--- BEGIN ---
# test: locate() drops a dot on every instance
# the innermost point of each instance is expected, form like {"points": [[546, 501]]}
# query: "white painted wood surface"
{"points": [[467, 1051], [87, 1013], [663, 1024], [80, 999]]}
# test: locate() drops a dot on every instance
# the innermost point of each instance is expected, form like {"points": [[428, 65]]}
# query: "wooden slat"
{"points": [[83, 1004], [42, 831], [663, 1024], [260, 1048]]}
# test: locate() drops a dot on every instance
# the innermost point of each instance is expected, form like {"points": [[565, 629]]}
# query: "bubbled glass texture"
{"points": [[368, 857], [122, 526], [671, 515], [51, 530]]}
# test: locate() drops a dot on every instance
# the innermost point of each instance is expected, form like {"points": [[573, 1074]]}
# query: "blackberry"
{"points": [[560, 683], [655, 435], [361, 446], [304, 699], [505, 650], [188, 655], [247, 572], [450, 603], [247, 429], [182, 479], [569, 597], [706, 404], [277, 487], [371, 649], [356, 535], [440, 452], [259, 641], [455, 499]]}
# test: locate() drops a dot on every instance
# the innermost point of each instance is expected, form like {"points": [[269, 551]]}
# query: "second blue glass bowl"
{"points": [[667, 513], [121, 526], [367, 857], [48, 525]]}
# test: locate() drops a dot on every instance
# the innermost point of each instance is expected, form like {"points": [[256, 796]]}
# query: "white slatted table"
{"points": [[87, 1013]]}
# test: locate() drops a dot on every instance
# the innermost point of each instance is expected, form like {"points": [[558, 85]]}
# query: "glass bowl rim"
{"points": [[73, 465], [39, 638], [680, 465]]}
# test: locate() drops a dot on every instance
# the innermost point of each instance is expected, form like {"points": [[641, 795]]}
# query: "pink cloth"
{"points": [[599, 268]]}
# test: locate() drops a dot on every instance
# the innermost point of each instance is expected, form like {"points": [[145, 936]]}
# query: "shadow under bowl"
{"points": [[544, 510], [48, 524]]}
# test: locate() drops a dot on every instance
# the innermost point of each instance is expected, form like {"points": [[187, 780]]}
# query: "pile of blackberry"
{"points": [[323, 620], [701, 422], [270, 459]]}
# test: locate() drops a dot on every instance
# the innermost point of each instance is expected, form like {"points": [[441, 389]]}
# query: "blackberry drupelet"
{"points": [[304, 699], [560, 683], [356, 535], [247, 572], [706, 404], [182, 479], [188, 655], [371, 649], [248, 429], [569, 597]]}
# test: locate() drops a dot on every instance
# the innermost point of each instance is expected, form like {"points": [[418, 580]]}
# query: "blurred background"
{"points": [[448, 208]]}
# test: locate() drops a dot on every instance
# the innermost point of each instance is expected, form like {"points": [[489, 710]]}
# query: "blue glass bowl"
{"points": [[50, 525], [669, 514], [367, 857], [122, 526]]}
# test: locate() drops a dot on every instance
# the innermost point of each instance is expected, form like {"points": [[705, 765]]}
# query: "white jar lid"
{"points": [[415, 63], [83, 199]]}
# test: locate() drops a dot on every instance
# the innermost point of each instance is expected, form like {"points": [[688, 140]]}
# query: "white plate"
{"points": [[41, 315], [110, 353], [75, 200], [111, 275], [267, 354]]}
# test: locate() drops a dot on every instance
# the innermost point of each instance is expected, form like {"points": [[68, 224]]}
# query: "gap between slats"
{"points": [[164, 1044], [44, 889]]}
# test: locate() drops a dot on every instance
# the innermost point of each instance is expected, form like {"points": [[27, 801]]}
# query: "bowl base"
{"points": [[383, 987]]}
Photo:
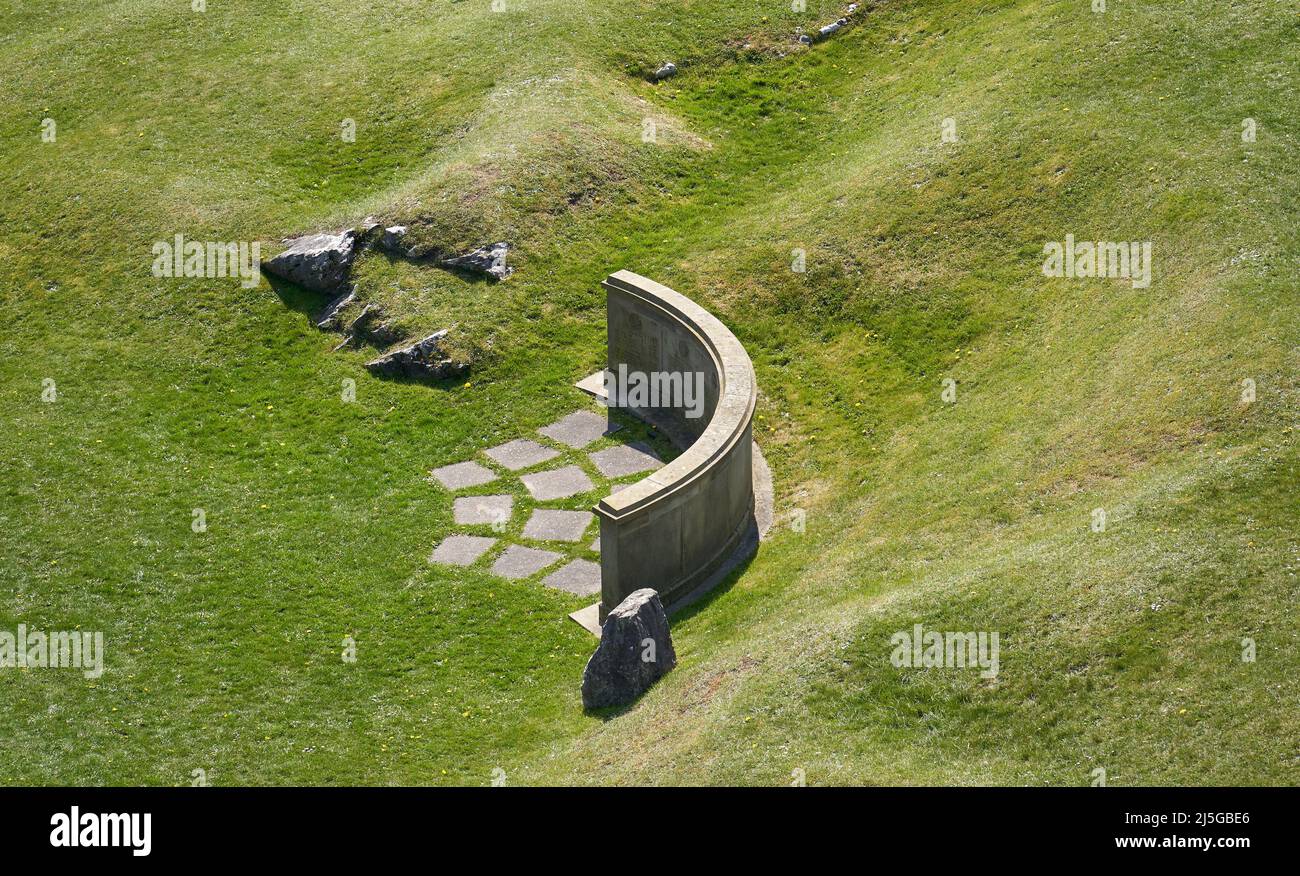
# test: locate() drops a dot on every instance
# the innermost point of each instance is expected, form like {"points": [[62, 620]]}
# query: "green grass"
{"points": [[1119, 649]]}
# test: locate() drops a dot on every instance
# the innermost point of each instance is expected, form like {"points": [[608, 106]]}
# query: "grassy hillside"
{"points": [[1121, 649]]}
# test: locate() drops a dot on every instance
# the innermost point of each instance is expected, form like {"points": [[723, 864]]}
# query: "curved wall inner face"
{"points": [[672, 529]]}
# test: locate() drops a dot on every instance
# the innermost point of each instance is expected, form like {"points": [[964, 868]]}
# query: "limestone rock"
{"points": [[371, 328], [635, 651], [328, 319], [425, 359], [391, 239], [488, 260], [316, 261]]}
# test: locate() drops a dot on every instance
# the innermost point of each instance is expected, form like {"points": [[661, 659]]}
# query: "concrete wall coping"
{"points": [[731, 416]]}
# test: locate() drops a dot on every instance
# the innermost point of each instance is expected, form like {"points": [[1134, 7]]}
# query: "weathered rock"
{"points": [[424, 359], [489, 260], [830, 29], [635, 651], [391, 239], [316, 261], [329, 317]]}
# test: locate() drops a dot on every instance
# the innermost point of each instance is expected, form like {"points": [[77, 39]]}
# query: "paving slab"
{"points": [[580, 576], [625, 459], [594, 386], [458, 476], [472, 510], [460, 550], [589, 619], [520, 562], [558, 484], [520, 454], [580, 428], [547, 525]]}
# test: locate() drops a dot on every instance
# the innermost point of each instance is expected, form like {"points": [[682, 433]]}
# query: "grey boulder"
{"points": [[391, 238], [486, 260], [635, 651], [425, 359], [316, 261]]}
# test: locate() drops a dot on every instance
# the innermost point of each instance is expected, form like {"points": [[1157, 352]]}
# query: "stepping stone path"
{"points": [[624, 459], [580, 576], [520, 454], [520, 562], [463, 475], [563, 529], [460, 550], [558, 484], [493, 510], [547, 525], [579, 429]]}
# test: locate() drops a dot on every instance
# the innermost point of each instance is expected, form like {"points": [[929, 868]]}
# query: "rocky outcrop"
{"points": [[827, 30], [316, 261], [391, 239], [635, 651], [372, 328], [425, 359], [328, 320], [485, 260]]}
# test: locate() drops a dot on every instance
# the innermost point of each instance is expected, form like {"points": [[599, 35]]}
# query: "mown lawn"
{"points": [[1121, 649]]}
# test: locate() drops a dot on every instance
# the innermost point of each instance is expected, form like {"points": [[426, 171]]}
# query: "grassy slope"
{"points": [[1119, 647]]}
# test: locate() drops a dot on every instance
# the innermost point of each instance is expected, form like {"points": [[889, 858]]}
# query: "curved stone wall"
{"points": [[679, 525]]}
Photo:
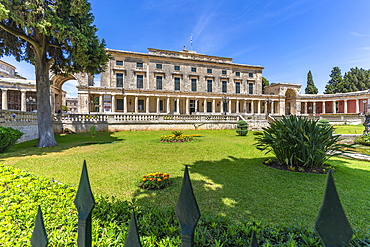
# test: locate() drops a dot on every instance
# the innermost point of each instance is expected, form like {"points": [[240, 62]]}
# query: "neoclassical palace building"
{"points": [[186, 82]]}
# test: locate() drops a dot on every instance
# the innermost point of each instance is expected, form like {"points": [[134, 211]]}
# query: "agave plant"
{"points": [[300, 142]]}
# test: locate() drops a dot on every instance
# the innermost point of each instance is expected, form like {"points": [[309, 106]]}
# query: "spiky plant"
{"points": [[300, 142]]}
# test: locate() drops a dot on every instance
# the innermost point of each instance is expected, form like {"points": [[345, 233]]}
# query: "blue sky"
{"points": [[288, 38]]}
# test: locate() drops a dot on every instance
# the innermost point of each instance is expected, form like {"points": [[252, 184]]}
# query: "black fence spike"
{"points": [[84, 203], [187, 211], [39, 237], [132, 239], [332, 224], [254, 242]]}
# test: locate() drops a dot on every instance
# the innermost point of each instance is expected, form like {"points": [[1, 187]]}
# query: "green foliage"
{"points": [[311, 88], [8, 137], [177, 133], [65, 108], [242, 128], [92, 133], [300, 141], [363, 139], [158, 226]]}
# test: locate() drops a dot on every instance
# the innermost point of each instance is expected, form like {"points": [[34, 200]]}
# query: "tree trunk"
{"points": [[44, 117]]}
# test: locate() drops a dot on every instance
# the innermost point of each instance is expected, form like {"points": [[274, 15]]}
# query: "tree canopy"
{"points": [[54, 35], [311, 88]]}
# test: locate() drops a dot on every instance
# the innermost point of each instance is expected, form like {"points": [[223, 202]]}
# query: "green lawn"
{"points": [[349, 129], [227, 174]]}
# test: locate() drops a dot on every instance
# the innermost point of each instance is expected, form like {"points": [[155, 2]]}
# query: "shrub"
{"points": [[154, 181], [242, 128], [177, 133], [298, 141], [8, 137], [157, 226], [363, 139]]}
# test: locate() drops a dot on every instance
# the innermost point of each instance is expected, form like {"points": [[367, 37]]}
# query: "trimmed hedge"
{"points": [[22, 192], [8, 137]]}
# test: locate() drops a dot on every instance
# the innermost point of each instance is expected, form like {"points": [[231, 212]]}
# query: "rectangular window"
{"points": [[209, 86], [119, 104], [224, 86], [140, 104], [159, 82], [194, 85], [140, 81], [250, 88], [119, 80], [237, 87], [209, 106], [177, 83]]}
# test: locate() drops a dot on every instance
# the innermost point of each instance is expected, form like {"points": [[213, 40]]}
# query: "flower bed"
{"points": [[155, 181]]}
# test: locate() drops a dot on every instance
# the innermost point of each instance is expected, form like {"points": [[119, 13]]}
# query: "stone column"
{"points": [[334, 106], [101, 103], [323, 107], [187, 106], [168, 105], [124, 104], [4, 103], [178, 105], [113, 103], [136, 104], [147, 104], [23, 100]]}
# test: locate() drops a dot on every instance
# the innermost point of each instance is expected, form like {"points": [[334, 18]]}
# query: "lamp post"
{"points": [[225, 100], [267, 102], [365, 101], [31, 101]]}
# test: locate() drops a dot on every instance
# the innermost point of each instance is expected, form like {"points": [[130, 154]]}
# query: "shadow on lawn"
{"points": [[245, 188], [64, 142]]}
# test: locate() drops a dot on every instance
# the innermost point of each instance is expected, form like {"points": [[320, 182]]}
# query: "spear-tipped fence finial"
{"points": [[39, 237], [187, 211], [84, 203], [132, 239], [332, 224]]}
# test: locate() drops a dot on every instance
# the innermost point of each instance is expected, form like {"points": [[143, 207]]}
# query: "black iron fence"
{"points": [[331, 224]]}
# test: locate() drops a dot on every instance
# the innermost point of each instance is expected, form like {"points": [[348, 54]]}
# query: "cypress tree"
{"points": [[311, 88]]}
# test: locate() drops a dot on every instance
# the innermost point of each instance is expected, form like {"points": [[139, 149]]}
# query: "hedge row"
{"points": [[22, 192]]}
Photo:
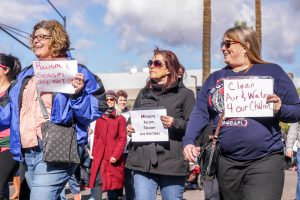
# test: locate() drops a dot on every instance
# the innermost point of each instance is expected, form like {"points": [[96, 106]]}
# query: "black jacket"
{"points": [[165, 158]]}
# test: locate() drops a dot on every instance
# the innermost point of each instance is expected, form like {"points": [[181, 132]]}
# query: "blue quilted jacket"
{"points": [[82, 108]]}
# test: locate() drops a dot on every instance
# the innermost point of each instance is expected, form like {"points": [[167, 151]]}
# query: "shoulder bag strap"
{"points": [[216, 135], [42, 105]]}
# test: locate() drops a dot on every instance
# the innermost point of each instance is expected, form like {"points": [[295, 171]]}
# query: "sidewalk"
{"points": [[288, 190]]}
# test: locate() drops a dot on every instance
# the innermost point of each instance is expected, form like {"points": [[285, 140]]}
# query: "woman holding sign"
{"points": [[10, 67], [251, 164], [50, 42], [162, 163]]}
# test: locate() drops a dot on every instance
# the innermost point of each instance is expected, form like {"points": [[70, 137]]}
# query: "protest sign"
{"points": [[246, 96], [55, 76], [148, 126]]}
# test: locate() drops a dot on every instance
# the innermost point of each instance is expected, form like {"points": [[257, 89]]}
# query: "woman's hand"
{"points": [[289, 153], [129, 129], [167, 121], [78, 82], [190, 152], [112, 160], [273, 98]]}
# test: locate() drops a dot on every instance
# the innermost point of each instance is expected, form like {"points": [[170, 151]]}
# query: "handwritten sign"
{"points": [[55, 76], [246, 96], [148, 126]]}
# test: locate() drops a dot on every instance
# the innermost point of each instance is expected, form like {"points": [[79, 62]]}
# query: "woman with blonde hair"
{"points": [[251, 165], [50, 42], [10, 67]]}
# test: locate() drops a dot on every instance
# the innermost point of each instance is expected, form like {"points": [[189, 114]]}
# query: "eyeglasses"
{"points": [[40, 37], [110, 99], [3, 67], [156, 63], [228, 43]]}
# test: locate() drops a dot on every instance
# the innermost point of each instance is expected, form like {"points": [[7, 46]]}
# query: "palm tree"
{"points": [[258, 20], [206, 39]]}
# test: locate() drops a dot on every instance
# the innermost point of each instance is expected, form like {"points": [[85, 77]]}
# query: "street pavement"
{"points": [[288, 190]]}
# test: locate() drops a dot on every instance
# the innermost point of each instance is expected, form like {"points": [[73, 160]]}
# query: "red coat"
{"points": [[109, 141]]}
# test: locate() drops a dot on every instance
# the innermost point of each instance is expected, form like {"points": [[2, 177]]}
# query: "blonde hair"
{"points": [[59, 41], [247, 38]]}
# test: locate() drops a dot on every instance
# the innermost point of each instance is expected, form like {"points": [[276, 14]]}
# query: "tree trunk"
{"points": [[258, 21], [206, 39]]}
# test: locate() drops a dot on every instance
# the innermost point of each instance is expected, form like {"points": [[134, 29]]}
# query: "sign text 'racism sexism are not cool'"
{"points": [[55, 76], [246, 96]]}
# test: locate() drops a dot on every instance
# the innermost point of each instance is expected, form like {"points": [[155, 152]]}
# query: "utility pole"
{"points": [[63, 17], [195, 77]]}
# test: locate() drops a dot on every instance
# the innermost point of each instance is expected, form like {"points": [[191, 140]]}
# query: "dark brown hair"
{"points": [[172, 63], [60, 41], [122, 93], [13, 63]]}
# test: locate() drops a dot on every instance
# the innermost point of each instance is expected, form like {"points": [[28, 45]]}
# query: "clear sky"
{"points": [[115, 35]]}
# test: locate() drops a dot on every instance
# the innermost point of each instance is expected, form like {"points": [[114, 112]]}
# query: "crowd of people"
{"points": [[251, 161]]}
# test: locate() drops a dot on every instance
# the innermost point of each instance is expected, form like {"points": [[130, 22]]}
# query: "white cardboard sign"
{"points": [[246, 96], [55, 76], [148, 126]]}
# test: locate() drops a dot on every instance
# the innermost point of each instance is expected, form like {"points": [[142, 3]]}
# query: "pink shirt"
{"points": [[31, 116], [4, 133]]}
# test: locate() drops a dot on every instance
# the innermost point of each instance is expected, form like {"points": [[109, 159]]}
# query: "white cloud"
{"points": [[280, 30], [17, 12], [179, 23], [155, 19], [84, 44], [80, 21]]}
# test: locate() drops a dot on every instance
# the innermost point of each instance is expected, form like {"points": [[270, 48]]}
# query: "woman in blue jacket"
{"points": [[251, 165], [49, 41]]}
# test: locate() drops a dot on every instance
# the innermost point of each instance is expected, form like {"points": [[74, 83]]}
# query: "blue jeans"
{"points": [[146, 184], [129, 186], [298, 171], [45, 180]]}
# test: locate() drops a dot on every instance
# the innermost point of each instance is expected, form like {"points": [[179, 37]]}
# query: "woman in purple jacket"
{"points": [[251, 165]]}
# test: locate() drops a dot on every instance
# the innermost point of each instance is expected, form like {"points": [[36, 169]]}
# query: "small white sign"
{"points": [[246, 96], [55, 76], [148, 125]]}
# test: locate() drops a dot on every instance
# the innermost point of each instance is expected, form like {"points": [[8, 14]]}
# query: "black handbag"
{"points": [[59, 142], [209, 155]]}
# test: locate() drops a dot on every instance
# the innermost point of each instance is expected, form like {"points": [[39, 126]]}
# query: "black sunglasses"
{"points": [[40, 37], [155, 63], [228, 43]]}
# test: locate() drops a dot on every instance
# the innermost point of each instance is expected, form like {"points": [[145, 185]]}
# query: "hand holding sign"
{"points": [[78, 82], [250, 96], [167, 121], [58, 76], [273, 98], [129, 129]]}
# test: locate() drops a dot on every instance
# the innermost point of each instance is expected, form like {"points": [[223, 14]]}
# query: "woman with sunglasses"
{"points": [[49, 42], [161, 164], [109, 143], [251, 165], [10, 67]]}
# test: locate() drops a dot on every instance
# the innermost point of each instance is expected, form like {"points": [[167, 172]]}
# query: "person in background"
{"points": [[17, 186], [251, 164], [129, 187], [162, 163], [292, 137], [109, 144], [122, 103], [10, 67], [50, 42]]}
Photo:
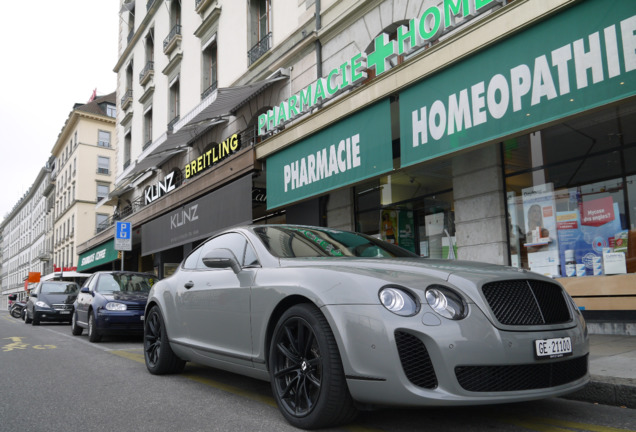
--- END ---
§ Exercise objective
How many lines of the records above contain the word "wall"? Give only the number.

§ Task answer
3